Instructions:
1: According to the Munson Medical Center article, how long has Pauline Nielsen been a registered nurse?
2: In one to three sentences, explain why the Nielsens gave to the hospital, according to the Munson Medical Center article.
3: From the Munson Medical Center article, write out the passage from "The Nielsens were" up to and including "Healthcare Regional Foundation.".

Excerpt to read:
○ ○ ○ ○
Note: This first appeared in the Fall 2008 issue of Focus.
Pauline Nielsen of Northport has been a registered nurse for 57 years - she knows great patient care when she sees it. She was "ecstatic" about the care her husband, Norman, received at Munson Medical Center in late June when he needed an aortic valve replacement.
The Nielsens were so impressed and thankful, they made a donation to the hospital through the new Grateful Patient Program established by the Munson Healthcare Regional Foundation.
"We made a gift in honor of my husband’s cardiologist, Dr. John Raftery, and his surgeon, Dr. Daniel Drake, and asked for it to be used in the Heart Center," Pauline said.
Pauline practiced nursing for 30 years at Leelanau Memorial Health Center in Northport, and has served on the Foundation Board for nine years.
"I’m a real cheerleader for Munson Medical Center and the Foundation," she said. "I feel very, very proud to be part of this System."
Recently, Pauline was a patient in Munson’s Emergency Department and rated her care there as "super." "How can we be so lucky?" she said. "We’ve been to Mayo Clinic in Arizona and Minnesota, and I think Munson deserves the top hospital honors it receives."
Every aspect of service and care was exceptional as her husband underwent and recovered from surgery, Pauline said.
"I was ecstatic about the team nursing I saw - I watched the head nurse helping the floor nurses, they all worked together so well," she said. "Their observation skills were tremendous - they knew what was needed before we even asked."
"The quality of the care I saw and the behavior of the people was fabulous - they were all so very nice."
The Nielsens also were impressed with post-hospital care provided by Munson Home Health and Cardiac Rehabilitation. "The continuity of care was just stupendous," she said. "It all flowed beautifully. It takes the whole team."
○ ○ ○ ○
Exercise data:
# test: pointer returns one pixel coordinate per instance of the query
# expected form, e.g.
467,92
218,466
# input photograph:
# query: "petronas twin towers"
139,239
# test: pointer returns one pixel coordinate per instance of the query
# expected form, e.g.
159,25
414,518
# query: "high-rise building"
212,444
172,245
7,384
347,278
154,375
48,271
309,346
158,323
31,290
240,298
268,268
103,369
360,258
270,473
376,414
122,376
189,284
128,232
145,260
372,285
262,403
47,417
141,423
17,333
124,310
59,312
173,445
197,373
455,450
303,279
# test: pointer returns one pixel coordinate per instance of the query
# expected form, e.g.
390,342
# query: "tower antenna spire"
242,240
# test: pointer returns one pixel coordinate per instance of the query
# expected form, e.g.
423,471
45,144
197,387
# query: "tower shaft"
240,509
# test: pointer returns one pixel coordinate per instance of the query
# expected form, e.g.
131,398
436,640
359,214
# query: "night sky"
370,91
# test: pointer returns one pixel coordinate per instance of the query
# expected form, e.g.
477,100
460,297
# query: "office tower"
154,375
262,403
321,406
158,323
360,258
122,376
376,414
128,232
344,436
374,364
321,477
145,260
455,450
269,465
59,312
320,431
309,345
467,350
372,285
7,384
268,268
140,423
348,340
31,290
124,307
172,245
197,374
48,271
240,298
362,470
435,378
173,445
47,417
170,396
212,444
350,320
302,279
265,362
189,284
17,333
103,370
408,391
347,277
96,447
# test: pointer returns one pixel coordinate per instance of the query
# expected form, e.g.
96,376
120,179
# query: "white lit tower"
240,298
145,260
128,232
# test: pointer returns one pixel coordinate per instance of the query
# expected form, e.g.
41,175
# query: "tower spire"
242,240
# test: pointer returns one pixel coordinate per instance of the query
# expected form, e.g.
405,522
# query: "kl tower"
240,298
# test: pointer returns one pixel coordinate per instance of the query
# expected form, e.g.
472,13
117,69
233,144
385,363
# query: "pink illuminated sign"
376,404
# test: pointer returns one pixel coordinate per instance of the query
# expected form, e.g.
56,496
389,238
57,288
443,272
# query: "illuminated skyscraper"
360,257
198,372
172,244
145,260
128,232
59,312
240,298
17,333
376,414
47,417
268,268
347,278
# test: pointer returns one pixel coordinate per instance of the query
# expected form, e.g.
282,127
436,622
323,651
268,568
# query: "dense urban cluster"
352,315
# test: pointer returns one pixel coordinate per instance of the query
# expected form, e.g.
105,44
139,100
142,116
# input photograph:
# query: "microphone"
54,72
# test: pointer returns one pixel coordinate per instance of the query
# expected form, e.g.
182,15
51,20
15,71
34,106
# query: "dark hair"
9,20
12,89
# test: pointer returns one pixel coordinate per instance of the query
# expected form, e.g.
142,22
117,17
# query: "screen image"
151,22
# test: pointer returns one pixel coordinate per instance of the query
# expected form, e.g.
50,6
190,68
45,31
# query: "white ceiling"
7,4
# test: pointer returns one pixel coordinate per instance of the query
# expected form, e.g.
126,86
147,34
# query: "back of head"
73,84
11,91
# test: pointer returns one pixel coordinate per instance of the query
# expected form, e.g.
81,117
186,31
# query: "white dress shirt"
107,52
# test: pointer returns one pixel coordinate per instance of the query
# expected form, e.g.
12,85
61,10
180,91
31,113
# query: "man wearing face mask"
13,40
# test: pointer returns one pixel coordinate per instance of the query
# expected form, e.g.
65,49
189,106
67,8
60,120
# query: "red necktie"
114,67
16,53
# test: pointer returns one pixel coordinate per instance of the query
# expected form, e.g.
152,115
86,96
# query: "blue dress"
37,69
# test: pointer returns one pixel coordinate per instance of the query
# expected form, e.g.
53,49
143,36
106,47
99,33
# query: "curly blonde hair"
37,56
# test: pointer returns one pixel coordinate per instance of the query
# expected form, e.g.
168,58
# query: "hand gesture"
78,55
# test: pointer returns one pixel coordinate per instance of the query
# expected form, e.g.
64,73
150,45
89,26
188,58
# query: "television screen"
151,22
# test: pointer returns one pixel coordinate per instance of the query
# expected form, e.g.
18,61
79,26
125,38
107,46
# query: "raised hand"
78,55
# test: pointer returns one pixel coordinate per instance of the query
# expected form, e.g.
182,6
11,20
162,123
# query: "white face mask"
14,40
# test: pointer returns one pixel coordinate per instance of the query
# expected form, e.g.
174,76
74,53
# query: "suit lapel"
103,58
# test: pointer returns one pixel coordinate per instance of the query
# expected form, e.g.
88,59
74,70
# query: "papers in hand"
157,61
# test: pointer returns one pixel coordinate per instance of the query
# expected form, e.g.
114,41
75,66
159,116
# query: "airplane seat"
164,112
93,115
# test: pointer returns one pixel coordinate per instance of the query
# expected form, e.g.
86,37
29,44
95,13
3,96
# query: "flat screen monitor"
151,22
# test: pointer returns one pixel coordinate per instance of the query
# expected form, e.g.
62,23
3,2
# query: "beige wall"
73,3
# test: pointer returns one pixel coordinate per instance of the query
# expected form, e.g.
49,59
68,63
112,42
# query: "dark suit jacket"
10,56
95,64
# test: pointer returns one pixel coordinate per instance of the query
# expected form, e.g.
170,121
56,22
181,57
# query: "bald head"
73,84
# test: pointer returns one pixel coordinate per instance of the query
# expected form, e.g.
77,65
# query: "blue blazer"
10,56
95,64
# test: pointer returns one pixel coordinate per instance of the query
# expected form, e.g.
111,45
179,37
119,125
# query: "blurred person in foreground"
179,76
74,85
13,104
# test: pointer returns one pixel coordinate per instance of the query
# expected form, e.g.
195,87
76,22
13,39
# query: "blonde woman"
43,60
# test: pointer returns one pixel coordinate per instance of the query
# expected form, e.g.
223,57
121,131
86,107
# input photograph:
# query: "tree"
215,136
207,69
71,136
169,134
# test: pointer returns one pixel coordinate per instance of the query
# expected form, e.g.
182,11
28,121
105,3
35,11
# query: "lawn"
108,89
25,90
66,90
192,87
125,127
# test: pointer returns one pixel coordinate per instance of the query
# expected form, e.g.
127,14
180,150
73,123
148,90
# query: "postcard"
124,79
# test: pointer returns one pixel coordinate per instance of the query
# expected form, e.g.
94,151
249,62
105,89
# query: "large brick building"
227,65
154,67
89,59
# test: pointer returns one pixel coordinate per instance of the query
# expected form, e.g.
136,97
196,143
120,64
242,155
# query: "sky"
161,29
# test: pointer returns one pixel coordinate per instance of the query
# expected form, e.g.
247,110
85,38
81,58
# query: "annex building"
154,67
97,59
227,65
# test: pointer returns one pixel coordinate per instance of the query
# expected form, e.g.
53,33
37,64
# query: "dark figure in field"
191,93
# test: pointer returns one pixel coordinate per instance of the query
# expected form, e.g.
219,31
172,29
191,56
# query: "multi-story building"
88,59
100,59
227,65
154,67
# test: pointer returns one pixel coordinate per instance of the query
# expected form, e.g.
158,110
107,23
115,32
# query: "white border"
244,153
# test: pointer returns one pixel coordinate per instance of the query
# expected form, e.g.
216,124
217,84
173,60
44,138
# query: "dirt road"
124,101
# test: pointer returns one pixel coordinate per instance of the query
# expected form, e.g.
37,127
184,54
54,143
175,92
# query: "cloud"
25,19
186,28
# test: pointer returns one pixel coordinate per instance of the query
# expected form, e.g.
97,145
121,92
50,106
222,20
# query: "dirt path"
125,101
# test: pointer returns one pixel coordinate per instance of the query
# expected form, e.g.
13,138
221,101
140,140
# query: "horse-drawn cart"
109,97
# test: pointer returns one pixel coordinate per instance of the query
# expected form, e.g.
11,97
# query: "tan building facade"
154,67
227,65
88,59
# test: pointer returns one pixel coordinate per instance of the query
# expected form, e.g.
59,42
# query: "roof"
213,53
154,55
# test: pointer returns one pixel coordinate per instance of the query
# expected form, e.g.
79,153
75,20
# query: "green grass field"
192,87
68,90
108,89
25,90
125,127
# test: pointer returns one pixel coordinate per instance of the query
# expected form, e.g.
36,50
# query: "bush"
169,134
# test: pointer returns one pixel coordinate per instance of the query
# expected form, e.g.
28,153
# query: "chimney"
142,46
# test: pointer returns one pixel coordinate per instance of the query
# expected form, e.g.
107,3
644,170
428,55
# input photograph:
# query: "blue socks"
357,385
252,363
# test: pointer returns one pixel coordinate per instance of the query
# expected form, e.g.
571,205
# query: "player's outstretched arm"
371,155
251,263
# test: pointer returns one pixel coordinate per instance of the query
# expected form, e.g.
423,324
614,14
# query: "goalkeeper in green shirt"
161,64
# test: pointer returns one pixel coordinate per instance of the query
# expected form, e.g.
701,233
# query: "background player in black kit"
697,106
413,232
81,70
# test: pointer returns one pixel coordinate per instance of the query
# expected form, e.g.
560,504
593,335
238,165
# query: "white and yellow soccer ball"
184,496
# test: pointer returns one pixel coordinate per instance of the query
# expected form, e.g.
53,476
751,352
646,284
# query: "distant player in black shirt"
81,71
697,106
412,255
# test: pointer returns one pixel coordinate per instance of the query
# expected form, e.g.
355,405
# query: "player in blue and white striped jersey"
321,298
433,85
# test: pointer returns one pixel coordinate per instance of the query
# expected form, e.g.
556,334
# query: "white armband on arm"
○ ○ ○ ○
Answers for the exercise:
1: 57 years.

2: They were impressed and thankful for the care Norman received at Munson Medical Center when he needed an aortic valve replacement in late June. Pauline said she was "ecstatic" about that care.

3:
The Nielsens were so impressed and thankful, they made a donation to the hospital through the new Grateful Patient Program established by the Munson Healthcare Regional Foundation.